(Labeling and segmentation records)
▼▼▼

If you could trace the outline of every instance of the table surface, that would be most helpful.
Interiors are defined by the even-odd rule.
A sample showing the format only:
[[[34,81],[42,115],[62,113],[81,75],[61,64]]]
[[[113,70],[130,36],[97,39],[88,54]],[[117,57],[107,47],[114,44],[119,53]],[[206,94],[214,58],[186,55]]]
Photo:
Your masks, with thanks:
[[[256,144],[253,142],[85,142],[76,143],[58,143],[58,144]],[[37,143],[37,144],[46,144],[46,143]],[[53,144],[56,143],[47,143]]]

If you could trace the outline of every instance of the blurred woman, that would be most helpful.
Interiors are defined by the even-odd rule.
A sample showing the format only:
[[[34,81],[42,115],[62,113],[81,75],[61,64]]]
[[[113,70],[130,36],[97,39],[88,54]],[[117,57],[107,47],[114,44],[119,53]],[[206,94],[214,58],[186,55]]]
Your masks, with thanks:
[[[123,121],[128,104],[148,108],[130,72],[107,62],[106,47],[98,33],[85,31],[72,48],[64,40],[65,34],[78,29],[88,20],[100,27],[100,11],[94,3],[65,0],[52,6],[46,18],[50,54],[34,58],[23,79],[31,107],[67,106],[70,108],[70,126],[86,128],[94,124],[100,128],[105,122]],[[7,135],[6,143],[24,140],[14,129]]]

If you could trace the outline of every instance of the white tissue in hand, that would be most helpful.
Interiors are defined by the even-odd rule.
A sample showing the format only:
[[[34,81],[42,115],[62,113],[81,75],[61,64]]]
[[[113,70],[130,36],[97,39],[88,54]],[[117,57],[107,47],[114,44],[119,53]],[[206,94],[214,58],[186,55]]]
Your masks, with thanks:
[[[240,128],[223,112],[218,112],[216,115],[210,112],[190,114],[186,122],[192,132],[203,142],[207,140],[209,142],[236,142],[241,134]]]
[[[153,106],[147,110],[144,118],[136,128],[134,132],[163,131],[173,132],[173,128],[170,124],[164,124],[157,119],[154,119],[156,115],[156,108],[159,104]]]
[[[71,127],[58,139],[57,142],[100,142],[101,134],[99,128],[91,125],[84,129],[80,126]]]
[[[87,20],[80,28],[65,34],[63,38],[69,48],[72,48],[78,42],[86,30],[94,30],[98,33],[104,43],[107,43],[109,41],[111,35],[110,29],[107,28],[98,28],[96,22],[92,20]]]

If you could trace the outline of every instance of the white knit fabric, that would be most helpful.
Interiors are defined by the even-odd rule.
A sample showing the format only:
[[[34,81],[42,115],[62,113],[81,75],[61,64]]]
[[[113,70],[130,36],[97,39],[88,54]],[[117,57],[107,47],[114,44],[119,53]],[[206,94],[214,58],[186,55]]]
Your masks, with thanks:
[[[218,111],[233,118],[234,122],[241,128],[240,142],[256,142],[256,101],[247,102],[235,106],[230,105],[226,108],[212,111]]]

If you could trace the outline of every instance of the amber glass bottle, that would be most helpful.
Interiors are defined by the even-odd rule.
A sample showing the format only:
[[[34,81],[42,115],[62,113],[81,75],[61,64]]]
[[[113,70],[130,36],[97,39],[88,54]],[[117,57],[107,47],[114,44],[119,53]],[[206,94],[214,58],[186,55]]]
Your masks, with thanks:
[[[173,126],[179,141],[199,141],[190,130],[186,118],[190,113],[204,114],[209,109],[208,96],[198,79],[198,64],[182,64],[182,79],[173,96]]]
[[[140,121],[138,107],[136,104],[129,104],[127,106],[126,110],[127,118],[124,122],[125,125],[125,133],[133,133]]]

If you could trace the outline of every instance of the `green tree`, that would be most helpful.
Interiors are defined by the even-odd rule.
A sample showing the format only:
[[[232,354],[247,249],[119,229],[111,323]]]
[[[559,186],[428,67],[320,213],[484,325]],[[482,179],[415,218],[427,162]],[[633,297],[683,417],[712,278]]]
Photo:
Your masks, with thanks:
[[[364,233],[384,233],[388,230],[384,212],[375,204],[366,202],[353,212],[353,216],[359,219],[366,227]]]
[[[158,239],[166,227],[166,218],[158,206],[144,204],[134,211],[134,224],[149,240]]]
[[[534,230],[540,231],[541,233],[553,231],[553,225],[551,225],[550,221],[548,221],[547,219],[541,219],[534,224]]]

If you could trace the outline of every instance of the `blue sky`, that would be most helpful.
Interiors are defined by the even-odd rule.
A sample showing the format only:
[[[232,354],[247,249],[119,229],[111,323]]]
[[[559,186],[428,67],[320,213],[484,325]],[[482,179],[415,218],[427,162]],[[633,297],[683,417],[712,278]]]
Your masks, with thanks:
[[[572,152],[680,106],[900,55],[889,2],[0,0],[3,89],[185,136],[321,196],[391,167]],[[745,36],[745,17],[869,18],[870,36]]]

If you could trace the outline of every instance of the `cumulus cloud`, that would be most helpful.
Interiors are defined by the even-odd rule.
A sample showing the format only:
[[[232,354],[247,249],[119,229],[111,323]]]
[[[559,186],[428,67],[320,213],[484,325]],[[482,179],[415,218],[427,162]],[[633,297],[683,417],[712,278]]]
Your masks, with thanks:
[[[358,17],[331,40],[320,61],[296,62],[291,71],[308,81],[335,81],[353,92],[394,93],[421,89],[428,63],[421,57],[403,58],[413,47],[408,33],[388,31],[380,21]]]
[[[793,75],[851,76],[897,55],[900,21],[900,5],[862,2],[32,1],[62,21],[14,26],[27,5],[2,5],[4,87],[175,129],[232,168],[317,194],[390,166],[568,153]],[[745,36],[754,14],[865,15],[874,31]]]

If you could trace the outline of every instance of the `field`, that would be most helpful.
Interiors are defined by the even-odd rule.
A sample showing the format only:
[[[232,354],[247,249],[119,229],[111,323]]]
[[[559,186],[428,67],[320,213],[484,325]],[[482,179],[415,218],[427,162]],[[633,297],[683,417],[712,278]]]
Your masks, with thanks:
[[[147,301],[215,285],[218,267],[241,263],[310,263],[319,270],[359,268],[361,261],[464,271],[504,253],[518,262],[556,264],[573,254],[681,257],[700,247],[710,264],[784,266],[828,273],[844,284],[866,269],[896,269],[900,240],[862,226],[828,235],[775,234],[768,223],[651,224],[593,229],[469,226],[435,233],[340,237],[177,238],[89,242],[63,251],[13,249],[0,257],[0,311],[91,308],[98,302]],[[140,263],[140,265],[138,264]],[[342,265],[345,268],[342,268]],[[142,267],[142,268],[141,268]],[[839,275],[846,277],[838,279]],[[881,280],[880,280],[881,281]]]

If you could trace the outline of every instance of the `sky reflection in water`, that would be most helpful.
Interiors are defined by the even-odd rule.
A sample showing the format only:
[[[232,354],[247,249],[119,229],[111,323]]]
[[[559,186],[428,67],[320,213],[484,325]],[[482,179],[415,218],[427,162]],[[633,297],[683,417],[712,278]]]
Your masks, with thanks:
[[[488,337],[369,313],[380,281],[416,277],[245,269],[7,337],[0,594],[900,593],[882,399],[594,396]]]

▲▲▲

All of the material above needs to be copied exactly.

■ EXERCISE RESULT
If you could trace the outline of every instance of the table surface, that would be most helpful.
Interiors are defined by the even-odd rule.
A sample showing the format only:
[[[34,81],[42,115],[62,113],[81,75],[61,64]]]
[[[113,70],[130,36],[97,39],[88,54]],[[117,57],[107,47],[114,44],[119,53]],[[206,94],[214,58],[186,55]]]
Photo:
Your masks, with thanks:
[[[256,144],[253,142],[85,142],[76,143],[58,143],[58,144]],[[37,143],[37,144],[46,144],[46,143]],[[53,144],[56,143],[47,143]]]

If you could trace the outline of every instance of the blurred woman, that would be most helpful.
Interiors are defined by the even-odd rule.
A sample showing the format only:
[[[34,81],[42,115],[62,113],[81,75],[61,64]]]
[[[113,70],[130,36],[97,39],[88,54]],[[117,57],[107,47],[114,44],[119,53]],[[206,94],[214,58],[186,55]]]
Your masks, with thanks:
[[[123,121],[128,104],[148,108],[130,72],[107,62],[106,47],[98,33],[85,31],[72,48],[64,40],[65,34],[78,29],[88,20],[100,27],[100,11],[94,3],[65,0],[52,6],[46,18],[50,54],[34,58],[23,79],[31,107],[67,106],[70,108],[70,126],[86,128],[94,124],[100,128],[105,122]],[[7,135],[6,143],[24,140],[14,129]]]

If you could trace the outline of every instance of the white tissue in hand, that would be most helpful.
Interiors are defined by the even-odd rule.
A sample showing the format only:
[[[34,81],[42,115],[62,113],[81,75],[61,64]]]
[[[113,70],[130,36],[97,39],[88,54]],[[117,57],[107,47],[114,44],[119,53]],[[206,94],[214,58],[186,55]]]
Your masks, with thanks:
[[[240,128],[223,112],[218,112],[216,115],[210,112],[190,114],[186,122],[192,132],[203,142],[207,140],[209,142],[236,142],[241,134]]]
[[[153,106],[147,110],[144,118],[136,128],[134,132],[163,131],[173,132],[173,128],[170,124],[164,124],[157,119],[154,119],[156,115],[156,108],[159,104]]]
[[[71,127],[58,139],[57,142],[100,142],[101,134],[99,128],[91,125],[84,129],[80,126]]]
[[[87,20],[80,28],[65,34],[63,38],[69,48],[72,48],[78,42],[86,30],[94,30],[98,33],[104,43],[107,43],[109,41],[111,35],[110,29],[107,28],[98,28],[96,22],[92,20]]]

If you could trace the outline of every instance of the white knit fabric, that would be most helpful.
Interiors are defined by the even-odd rule.
A sample showing the format only:
[[[34,81],[42,115],[62,113],[81,75],[61,64]]]
[[[113,70],[130,36],[97,39],[88,54]],[[117,57],[107,47],[114,44],[119,53]],[[206,94],[214,58],[186,55]]]
Your masks, with thanks:
[[[218,111],[233,118],[234,122],[241,128],[240,142],[256,142],[256,101],[247,102],[235,106],[230,105],[226,108],[212,111]]]

If you could trace the outline of every instance of the amber glass bottle, that would be most helpful.
Interiors are defined by the even-odd rule.
A sample showing the format only:
[[[34,81],[42,115],[62,113],[81,75],[61,64]]]
[[[113,70],[130,36],[97,39],[88,54]],[[117,57],[107,47],[114,44],[119,53]],[[206,94],[214,58],[186,55]]]
Your masks, with thanks:
[[[173,126],[179,141],[199,141],[190,130],[186,118],[190,113],[204,114],[209,109],[208,96],[198,79],[198,64],[182,64],[182,79],[173,96]]]
[[[140,121],[138,107],[136,104],[129,104],[127,106],[126,110],[127,118],[124,122],[125,125],[125,133],[133,133]]]

If you could trace the outline of every instance of the `green tree`, that would be most helpful.
Interiors are defined by the even-odd rule.
A sample showing the format only:
[[[232,354],[247,249],[119,229],[111,323]]]
[[[559,186],[428,67],[320,213],[484,325]],[[482,179],[415,218],[427,162]],[[633,297],[683,417],[712,278]]]
Photo:
Your masks, with thanks:
[[[364,233],[384,233],[388,230],[384,212],[375,204],[366,202],[353,212],[353,216],[359,219],[366,227]]]
[[[158,239],[166,227],[166,218],[158,206],[144,204],[134,211],[134,224],[149,240]]]
[[[534,230],[540,231],[541,233],[553,231],[553,225],[551,225],[550,221],[548,221],[547,219],[541,219],[534,224]]]

If you could trace the outline of every instance of the `blue sky`, that would be most helpful.
Interiors are defined by the even-odd rule.
A sample showing the format only:
[[[232,354],[247,249],[119,229],[111,323]]]
[[[559,186],[428,67],[320,213],[484,325]],[[482,179],[415,218],[427,162]],[[633,297],[683,417],[712,278]]]
Your masks, with thanks:
[[[572,152],[680,106],[900,55],[889,2],[0,0],[3,89],[185,136],[321,196],[391,167]],[[745,36],[745,17],[869,18],[870,36]]]

If you could trace the outline of every instance of the `cumulus cloud`, that would be most helpful.
Interiors are defined by the even-odd rule.
A sample showing the format only:
[[[232,354],[247,249],[119,229],[111,323]]]
[[[559,186],[428,67],[320,213],[484,325]],[[482,179],[415,218],[427,162]],[[633,297],[683,417],[712,278]]]
Your masks, with thanks:
[[[358,17],[331,40],[320,61],[296,62],[291,71],[308,81],[335,81],[353,92],[394,93],[421,89],[428,63],[421,57],[403,58],[413,47],[408,33],[388,31],[380,21]]]
[[[793,75],[851,76],[897,55],[900,21],[900,5],[862,2],[32,1],[62,21],[14,26],[27,5],[2,5],[4,87],[175,129],[232,168],[317,194],[390,166],[568,153]],[[745,36],[754,14],[865,15],[874,31]]]

If you could trace the outline of every instance of the `field`, that would be most helpful.
Interiors are defined by the even-odd rule.
A sample showing the format only:
[[[232,354],[247,249],[119,229],[111,323]]]
[[[559,186],[428,67],[320,213],[484,325]],[[482,179],[415,218],[427,162]],[[633,297],[683,417],[712,278]]]
Your masks, with thanks:
[[[147,301],[215,285],[218,267],[241,263],[310,263],[319,270],[359,268],[361,261],[464,271],[504,253],[518,262],[556,264],[573,254],[681,257],[700,247],[710,264],[784,266],[828,273],[844,284],[866,269],[896,269],[900,240],[862,226],[828,235],[775,234],[768,223],[651,224],[593,229],[469,226],[435,233],[340,237],[177,238],[89,242],[63,251],[13,249],[0,257],[0,311],[91,308],[98,302]],[[140,263],[140,265],[138,264]],[[342,265],[345,268],[342,268]],[[142,267],[142,268],[141,268]],[[839,275],[846,277],[838,279]],[[881,280],[880,280],[881,281]]]

If you could trace the outline of every instance of the `sky reflection in water`, that would be most helpful.
Interiors are defined by the even-odd rule.
A sample showing the format only:
[[[232,354],[247,249],[119,229],[111,323]]]
[[[559,186],[428,67],[320,213],[484,325]],[[482,179],[415,218],[427,162]],[[633,297],[683,417],[712,278]]]
Your masks, with thanks:
[[[488,337],[369,313],[380,281],[416,277],[245,269],[7,337],[0,594],[900,593],[882,399],[594,396]]]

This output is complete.